- _EXERCISE BRIEF_:
Reproduce each of the records below word for word, with no changes.

-- begin RAW DATA --

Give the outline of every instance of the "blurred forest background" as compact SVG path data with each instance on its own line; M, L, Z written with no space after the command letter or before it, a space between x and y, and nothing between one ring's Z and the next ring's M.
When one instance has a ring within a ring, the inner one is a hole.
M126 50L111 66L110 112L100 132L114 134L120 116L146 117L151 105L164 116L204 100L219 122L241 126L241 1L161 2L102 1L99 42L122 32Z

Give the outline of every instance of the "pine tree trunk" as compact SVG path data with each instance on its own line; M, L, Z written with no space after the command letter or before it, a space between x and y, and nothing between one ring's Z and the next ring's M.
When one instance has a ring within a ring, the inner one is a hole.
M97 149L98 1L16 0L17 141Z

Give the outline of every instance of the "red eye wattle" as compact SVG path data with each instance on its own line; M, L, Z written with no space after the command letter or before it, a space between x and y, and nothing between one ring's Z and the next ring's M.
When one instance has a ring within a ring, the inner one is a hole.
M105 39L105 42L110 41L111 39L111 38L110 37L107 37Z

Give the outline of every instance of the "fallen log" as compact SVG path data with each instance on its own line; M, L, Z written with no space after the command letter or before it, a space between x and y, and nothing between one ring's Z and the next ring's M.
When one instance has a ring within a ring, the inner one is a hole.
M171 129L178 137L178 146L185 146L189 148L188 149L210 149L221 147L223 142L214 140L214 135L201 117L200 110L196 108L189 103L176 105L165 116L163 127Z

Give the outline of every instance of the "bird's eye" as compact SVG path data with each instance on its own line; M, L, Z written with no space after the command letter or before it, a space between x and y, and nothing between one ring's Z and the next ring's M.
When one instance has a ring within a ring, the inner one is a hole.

-- end RAW DATA --

- _SOLVED PROBLEM_:
Give the outline of every instance of the "blurred forest background" as compact SVG path data with each instance on its own line; M, L, Z written with no space after the command letter or before it, a space between x and y, and nothing between one ring's Z and the next ring's M.
When one instance has a ring within a ring, the inner one is a hole.
M126 50L111 66L110 112L100 132L114 134L120 116L146 117L151 105L164 116L204 100L219 122L241 126L241 1L161 2L102 1L99 42L122 32Z

Give the outline of every instance of the "pine tree trunk" as compact SVG path data with each instance on its own line; M, L, Z written with no space after the command letter or before it, a space between x and y, and nothing between one ring's Z and the next ring's M.
When one instance has a ring within a ring, the inner one is a hole.
M97 149L98 1L16 0L17 141Z

Give the outline of every instance of the "red eye wattle" as compact SVG path data with each instance on its own line; M, L, Z written with no space after the command letter or before it, a space between x and y, and nothing between one ring's Z and the next ring's M.
When one instance has a ring within a ring, the inner one is a hole.
M105 39L105 42L110 41L111 39L111 38L110 37L107 37Z

Give the outline of every instance of the "fallen log" as compact SVG path data with each instance on its own line; M, L, Z written with no space after the command letter or before it, a space between x and y, and nothing between one ring's Z and the next ring's M.
When one instance has a ring within a ring, the inner one is a hole.
M171 129L178 137L178 146L185 146L189 148L188 149L210 149L221 147L223 142L214 140L214 135L201 117L200 110L196 108L189 103L176 105L165 116L163 127Z

Give the outline of every instance of the "bird's eye" as compact SVG path data with each instance on its own line; M, L, Z written with no space after the command letter or before it, a space between x and y, and nothing between one ring's Z and the next ring's M.
When one instance has a ring within a ring, the inner one is a hole.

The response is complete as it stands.